**Source**
- - - -
Results reproducibility

Introduction
W-SLDA mechanism of results reproducibility
Good practices
How to reproduce the results
List of reproducibility packs
Known issues with existing reproducibility packs
- New J. Phys. 25, 033013 (2023)

Introduction

Results reproducibility is a critical issue in science. It has already been noted that in many cases, reproducing your results even after a few months (the typical time scale of the referee process) may be challenging. In most cases, having the same code version is insufficient, but you also need precise knowledge about the input parameters used, and the same input data must be provided. Since the standard methodology in science is based on try-and-fail methods, typically, the researcher ends up with many datasets. Only a few are released for publication, while others serve as experimental runs. Under such conditions, tracking changes introduced to codes in the research process becomes problematic. The W-SLDA Toolkit implements a methodology that does it automatically and allows for reproducing the results (up to machine precision). Namely, the generated results are always accompanied by the reproducibility pack, where complete information needed to reproduce them is included.

For the meaning of each file, see here.

W-SLDA mechanism of results reproducibility

Developers of the W-SLDA Toolkit recognize the need for intrinsically implemented support that will simplify the process of reproducing the results. To comply with this requirement, the following mechanism has been implemented (called a reproducibility pack):

Each file generated by the W-SLDA Toolkit in the header provides basic info about the code version that has been used; for example, the header of wlog file may look like:

# CREATION TIME OF THE LOG: Sun Feb  7 15:29:44 2021
# EXECUTION COMMAND       : ./st-wslda-2d input.txt
# CODE NAME               : "W-SLDA-TOOLKIT"
# VERSION OF THE CODE     : 2021.01.27
# COMPILATION DATE & TIME : Feb  7 2021, 15:19:57

When executing the code, all user-definable files are recreated and attached to the output-set. For example, if the user sets outprefix as test, then among output files, there will be:

test_input.txt             # input file used for calculations
test_predefines.h          # predefines selected at compilation stage
test_problem-definition.h  # user's definition of the problem 
test_logger.h              # user's logger
test_machine.h             # machine configuration used in the calculations
test.stdout                # standard output generated by the code
test_checkpoint.dat.init   # checkpoint file that was used as input (st codes only)
test_extra_data.dat        # Binary file with the extra_data array (if provided)
test_reprowf.tar           # reproducibility pack for restoring wave functions that were used as input (td codes only)

This provides the complete information required to reproduce your results (up to machine precision).

Good practices

For each project, use a separate folder; do not mix results from various projects in the same folder. Use a meaningful name for the folder.
- - - -
**Dataset excerpts**
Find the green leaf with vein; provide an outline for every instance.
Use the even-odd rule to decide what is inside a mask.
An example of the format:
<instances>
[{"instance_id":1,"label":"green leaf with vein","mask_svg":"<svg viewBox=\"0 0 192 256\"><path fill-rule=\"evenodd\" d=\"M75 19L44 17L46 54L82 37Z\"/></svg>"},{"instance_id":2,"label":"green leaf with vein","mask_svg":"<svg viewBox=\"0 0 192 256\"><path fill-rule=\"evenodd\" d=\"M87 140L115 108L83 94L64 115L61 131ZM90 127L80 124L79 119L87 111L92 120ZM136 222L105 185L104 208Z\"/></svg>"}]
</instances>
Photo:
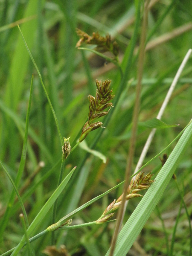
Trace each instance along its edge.
<instances>
[{"instance_id":1,"label":"green leaf with vein","mask_svg":"<svg viewBox=\"0 0 192 256\"><path fill-rule=\"evenodd\" d=\"M30 235L35 230L38 225L41 222L46 214L47 213L53 204L55 200L63 190L68 182L70 180L70 178L71 178L76 169L76 167L74 167L73 170L71 171L70 173L63 180L58 187L57 188L54 193L52 194L49 200L46 202L46 204L44 205L43 207L41 208L41 209L35 218L32 223L27 229L27 235L29 236L30 236ZM17 255L19 251L25 244L25 237L24 236L23 236L20 242L15 248L14 250L11 255L12 256Z\"/></svg>"},{"instance_id":2,"label":"green leaf with vein","mask_svg":"<svg viewBox=\"0 0 192 256\"><path fill-rule=\"evenodd\" d=\"M148 128L163 128L170 127L177 127L179 125L168 125L157 118L153 118L145 122L140 122L139 123L140 126L144 126Z\"/></svg>"},{"instance_id":3,"label":"green leaf with vein","mask_svg":"<svg viewBox=\"0 0 192 256\"><path fill-rule=\"evenodd\" d=\"M91 149L89 147L87 146L87 143L86 143L85 140L83 140L82 141L79 145L79 147L81 148L82 149L85 150L87 152L88 152L90 154L92 154L95 157L99 157L102 160L103 162L104 163L106 163L107 161L107 157L105 156L104 156L102 153L99 152L99 151L96 151L96 150L93 150L93 149Z\"/></svg>"}]
</instances>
- - - -
**Work to complete**
1 > According to the text on results reproducibility, what code version appears in the example wlog header?
2 > Carry on the text on results reproducibility from its last sentence.

**The responses**
1 > 2021.01.27

2 >
Use meaningful outprefix names.
Do not modify output files, except wtxt file. This one is designed to store various metadata information, including your comments. The wtxt file is easy to reproduce if you destroy it accidentally, which is not the case with other files. Add your comments/remarks/etc in the form of comments starting with #.
When copying results to a new location/machine, copy all files assisted with the run. The simplest way is to execute the command (for more info, see here):

scp outprefix* new_location

When printing messages to stdout use functions:

// prints to stdout and to file outprefix.stdout
void wprintf( const char * format, ... );       

// prints to stream (like stdout or stderr) and to file outprefix.stdout         
void wfprintf(FILE *stream,  const char * format, ... );

These are analogs of printf and fprintf with the difference that the message will also be added to outprefix.stdout.

To learn more about good practices related to results reproducibility issues, see:

Build a Reproducible and Maintainable Data Science Project

How to reproduce the results

Get the code: Check one of the provided *.h files to determine the version of code that should be used to reproduce the results. In general, W-SLDA assures backward compatibility and it most cases you can use the latest version o the code. See here for a list of releases.
Create a working folder: Use template folders (st-project-template or td-project-template) to create an empty project.
Overwrite user-defined files: Overwrite the user-defined files *.h and the input file by those provided in the reproducibility pack.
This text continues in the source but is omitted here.